Sur ses vingt-six ans de carrière à la Force Aérienne belge, Auguste Janssens, "Gus", en a consacré dix-huit à initier de jeunes élèves au pilotage sur Fouga ou à enseigner à d'autres pilotes les particularités du Mirage. En feuilletant pour nous ses huit carnets de vol, témoins de plus d'un quart de siècle d'expérience, il nous fait partager ici quelques uns de ses souvenirs..

"Je suis entré à la Force Aérienne le 14 juillet 1958. Nous sommes restés à la caserne Géruzet deux ou trois jours. Là, il y avait entre autres un préposé qui en nous regardant de loin criait une lettre et un chiffre qui étaient censés correspondre à notre taille et je dis bien 'censés' car le premier ou le deuxième soir, je suis rentré à la maison avec mon premier uniforme et je me souviendrai toujours de la tête de ma mère quand elle a ouvert la porte. Elle m' a dit : "Mais qu'est-ce qu'on t'a fait !". Cet uniforme était fait en tissu de couverture, avec un pantalon taille haute, une chemise avec un col séparé où il était impossible de mettre une cravate. Le seul truc que nous trouvions sympa c'était le képi qui montrait que quelque part nous étions quand même dans l'aviation. Tout ça pour dire que mes premières impressions n'étaient pas tellement agréables.

A Gossoncourt, nous avons commencé les cours au sol qui tournaient autour de notre premier avion, le SV4, et je dois dire que c'était assez dur aussi car au point de vue mécanique et moteur j'avais quelques difficultés.

Nous avons eu une belle période de vol. J'ai commencé à voler au mois d'août. Il faisait splendide et tout s'est bien déroulé. J'ai été lâché dans les normes. L'écolage s'est passé relativement normalement jusqu'à pratiquement la fin où j'ai eu l'impression que ça allait moins bien et où j'ai eu le "plaisir" de pouvoir faire trois "final tests" le même jour. Cette journée a été dure parce qu'en fait j'ai fait une révision générale le matin et ensuite les tests avec les deux commandants de l'Ecole de pilotage et avec le grand chef, le major Pastur. C'était au mois de novembre et peu de temps après on partait pour le Congo. Notre prom n'a pas fait tellement d'heures d'SV – j'en ai fait 38 – alors qu'il y en a beaucoup qui en ont fait pratiquement le double. Je ne sais pas pourquoi. Je pense qu'il fallait envoyer des élèves au Congo car lorsque nous sommes arrivés, il y avait deux proms qui avaient fusionné et qui rentraient. Après coup, ayant été moniteur aussi, je me dis que faire plus d'heures de SV n'avait pas trop de sens."

════════════════

> **Consigne**: Pourriez-vous prolonger le témoignage d'Auguste Janssens sur ses débuts à la Force Aérienne, en reprenant après sa dernière phrase ? Les données qui suivent n'ont aucun rapport avec le témoignage d'Auguste Janssens.

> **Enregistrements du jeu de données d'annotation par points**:
════════════════

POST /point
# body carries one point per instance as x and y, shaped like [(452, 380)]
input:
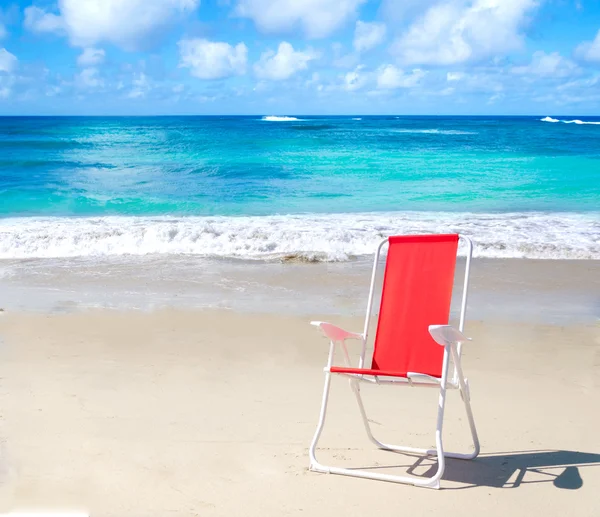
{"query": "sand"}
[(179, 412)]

════════════════

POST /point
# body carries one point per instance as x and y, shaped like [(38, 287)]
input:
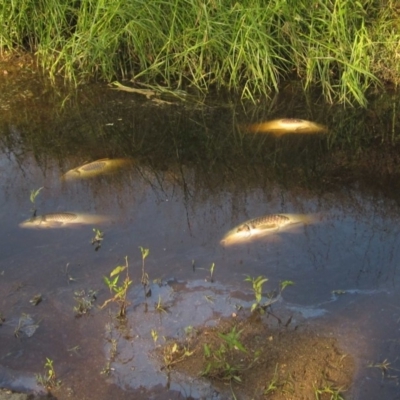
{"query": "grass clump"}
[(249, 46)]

════════════════

> **Résultat**:
Le 28 novembre, c'est le départ pour Kamina, en DC-4, avec escale à Tripoli, Kano et Léopoldville.

"Nous avons commencé par des cours au sol d'initiation à l'avion. On se levait très tôt, vers 6 heures, on déjeunait et on se rendait au cours. De temps en temps, on en avait au début de l'après-midi et là c'était atroce. On dormait littéralement debout et on apprenait à prendre des positions pour tromper les moniteurs qui avaient autant de difficultés que nous à rester éveillés. Bref, ce n'était pas très rigolo. Mais cette période n'a pas duré très longtemps car j'ai fait mon premier vol le 17 décembre.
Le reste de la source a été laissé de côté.